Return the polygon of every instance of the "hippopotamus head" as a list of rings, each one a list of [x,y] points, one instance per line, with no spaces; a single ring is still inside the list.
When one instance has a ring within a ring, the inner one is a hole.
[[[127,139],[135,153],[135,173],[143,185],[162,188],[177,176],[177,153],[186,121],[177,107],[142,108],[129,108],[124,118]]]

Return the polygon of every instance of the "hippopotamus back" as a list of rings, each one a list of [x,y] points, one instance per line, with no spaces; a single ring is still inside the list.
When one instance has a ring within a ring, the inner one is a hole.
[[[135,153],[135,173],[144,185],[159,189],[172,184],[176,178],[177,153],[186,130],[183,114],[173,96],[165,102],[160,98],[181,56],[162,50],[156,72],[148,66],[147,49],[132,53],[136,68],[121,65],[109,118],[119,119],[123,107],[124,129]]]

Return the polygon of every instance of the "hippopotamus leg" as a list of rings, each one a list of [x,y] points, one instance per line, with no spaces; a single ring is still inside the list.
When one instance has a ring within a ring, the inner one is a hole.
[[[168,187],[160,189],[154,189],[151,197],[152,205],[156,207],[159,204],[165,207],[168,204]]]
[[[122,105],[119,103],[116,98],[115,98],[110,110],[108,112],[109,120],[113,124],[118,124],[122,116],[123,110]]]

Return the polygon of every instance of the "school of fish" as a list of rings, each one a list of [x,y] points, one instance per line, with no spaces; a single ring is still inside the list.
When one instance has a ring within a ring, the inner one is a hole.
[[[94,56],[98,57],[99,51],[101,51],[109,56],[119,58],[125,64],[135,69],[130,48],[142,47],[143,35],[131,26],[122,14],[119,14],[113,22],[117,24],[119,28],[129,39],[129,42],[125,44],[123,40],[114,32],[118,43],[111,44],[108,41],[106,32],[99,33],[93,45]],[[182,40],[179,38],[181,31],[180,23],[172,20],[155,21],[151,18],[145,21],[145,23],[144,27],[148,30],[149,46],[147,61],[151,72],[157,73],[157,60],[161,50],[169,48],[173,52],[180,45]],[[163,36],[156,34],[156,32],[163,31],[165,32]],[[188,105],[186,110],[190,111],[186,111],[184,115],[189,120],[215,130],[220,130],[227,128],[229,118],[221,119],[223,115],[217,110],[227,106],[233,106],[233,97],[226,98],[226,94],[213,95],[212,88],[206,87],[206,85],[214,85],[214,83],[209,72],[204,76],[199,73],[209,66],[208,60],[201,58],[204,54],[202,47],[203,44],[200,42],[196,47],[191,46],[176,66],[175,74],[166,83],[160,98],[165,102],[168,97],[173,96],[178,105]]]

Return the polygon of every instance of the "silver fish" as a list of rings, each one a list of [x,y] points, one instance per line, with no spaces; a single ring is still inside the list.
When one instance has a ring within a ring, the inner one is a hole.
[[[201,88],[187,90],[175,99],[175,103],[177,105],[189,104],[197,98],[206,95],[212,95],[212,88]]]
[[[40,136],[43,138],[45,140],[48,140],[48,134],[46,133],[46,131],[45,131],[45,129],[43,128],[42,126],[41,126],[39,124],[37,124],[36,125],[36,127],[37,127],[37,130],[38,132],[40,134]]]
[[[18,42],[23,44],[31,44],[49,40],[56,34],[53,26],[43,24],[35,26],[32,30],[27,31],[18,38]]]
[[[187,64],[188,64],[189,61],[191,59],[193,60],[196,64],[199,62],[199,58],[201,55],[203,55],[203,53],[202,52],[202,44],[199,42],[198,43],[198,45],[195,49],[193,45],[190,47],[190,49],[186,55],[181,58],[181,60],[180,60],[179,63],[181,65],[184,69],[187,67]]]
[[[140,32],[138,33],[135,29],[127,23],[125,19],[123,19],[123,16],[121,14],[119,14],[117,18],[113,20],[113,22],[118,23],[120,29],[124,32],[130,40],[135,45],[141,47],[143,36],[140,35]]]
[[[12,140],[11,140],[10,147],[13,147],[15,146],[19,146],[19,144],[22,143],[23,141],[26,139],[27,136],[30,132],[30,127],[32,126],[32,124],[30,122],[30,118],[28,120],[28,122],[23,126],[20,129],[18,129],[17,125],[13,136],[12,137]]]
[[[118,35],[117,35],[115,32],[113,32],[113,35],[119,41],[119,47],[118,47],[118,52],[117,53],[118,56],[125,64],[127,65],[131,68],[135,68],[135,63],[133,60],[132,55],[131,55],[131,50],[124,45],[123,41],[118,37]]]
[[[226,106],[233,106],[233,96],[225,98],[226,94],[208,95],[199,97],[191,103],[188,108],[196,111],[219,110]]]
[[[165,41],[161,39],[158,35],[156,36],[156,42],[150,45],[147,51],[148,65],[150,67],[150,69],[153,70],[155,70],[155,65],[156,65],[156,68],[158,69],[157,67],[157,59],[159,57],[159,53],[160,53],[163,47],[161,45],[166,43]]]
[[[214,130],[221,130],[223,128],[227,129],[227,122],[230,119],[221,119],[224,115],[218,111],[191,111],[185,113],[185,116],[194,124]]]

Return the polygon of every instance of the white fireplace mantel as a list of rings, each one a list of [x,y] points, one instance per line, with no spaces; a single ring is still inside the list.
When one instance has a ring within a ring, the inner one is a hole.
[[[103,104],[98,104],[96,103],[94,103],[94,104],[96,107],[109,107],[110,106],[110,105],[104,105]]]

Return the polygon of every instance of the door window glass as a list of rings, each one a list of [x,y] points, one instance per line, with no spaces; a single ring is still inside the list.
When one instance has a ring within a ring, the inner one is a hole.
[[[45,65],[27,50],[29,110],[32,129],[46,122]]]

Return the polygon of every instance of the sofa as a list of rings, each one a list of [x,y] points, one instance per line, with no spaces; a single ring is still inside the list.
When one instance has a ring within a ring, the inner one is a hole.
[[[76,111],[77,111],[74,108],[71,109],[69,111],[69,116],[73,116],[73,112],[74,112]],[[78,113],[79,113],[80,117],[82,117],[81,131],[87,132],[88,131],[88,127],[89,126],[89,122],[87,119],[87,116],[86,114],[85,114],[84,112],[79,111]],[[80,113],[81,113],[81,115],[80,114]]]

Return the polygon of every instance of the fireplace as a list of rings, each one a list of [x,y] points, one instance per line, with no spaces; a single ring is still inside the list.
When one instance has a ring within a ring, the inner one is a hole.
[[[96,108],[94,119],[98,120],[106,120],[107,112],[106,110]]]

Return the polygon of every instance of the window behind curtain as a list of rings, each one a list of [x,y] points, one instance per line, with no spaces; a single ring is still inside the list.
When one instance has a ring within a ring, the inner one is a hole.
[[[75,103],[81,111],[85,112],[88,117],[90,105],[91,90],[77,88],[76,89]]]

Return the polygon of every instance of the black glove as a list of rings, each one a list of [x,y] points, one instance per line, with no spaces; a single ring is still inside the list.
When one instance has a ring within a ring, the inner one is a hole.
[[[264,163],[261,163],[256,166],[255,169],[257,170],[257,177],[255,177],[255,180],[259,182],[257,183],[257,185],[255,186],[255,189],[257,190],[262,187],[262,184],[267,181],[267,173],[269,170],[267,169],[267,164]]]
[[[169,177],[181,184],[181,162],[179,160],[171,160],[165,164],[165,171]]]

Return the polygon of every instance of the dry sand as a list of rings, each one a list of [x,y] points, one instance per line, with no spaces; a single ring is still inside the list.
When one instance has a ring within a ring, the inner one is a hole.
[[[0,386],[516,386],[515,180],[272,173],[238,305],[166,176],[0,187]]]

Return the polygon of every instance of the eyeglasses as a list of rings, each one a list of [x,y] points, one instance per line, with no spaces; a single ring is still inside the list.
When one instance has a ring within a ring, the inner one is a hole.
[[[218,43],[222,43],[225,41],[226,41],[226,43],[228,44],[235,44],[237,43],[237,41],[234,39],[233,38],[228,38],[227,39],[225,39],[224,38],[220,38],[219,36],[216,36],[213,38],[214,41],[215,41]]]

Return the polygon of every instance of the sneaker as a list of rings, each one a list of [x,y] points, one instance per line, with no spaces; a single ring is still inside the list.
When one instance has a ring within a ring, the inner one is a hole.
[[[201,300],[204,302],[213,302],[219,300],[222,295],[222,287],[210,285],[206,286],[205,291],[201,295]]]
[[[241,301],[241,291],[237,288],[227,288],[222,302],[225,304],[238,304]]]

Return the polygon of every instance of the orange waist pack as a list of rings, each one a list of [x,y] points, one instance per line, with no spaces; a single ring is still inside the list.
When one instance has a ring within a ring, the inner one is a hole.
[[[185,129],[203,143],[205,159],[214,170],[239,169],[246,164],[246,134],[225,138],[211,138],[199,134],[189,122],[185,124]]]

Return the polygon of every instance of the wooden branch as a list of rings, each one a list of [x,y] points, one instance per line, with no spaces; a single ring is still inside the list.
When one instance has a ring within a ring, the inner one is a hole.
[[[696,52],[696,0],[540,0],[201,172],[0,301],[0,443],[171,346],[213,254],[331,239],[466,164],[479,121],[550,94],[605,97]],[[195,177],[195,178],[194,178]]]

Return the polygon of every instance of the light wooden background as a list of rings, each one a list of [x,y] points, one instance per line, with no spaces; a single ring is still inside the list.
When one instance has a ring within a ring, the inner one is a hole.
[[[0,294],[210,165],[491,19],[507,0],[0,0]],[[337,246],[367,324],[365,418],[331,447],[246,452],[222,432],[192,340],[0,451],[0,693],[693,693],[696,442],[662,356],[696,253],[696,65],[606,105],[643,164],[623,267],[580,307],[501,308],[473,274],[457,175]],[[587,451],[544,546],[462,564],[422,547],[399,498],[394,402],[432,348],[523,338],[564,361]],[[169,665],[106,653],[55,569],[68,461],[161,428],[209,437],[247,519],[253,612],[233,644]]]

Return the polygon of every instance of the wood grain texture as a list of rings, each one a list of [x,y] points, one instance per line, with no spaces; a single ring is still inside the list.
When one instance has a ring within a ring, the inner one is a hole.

══════

- **OBJECTIVE**: Rewrite the stretch of lines above, from the line containing "Return the polygon of every instance of the door" through the line containing "[[[45,65],[27,50],[29,110],[32,129],[46,122]]]", as a JSON list of strings with one string per line and no blank lines.

- **TASK ANSWER**:
[
  "Return the polygon of every instance of the door window glass as a list of rings, each one a list of [x,y] points, one instance per line, with no spaces; a single ring is still inside the list.",
  "When one instance has a ring within a ring, the inner one is a hole.",
  "[[[45,65],[27,50],[29,110],[32,129],[46,122]]]"
]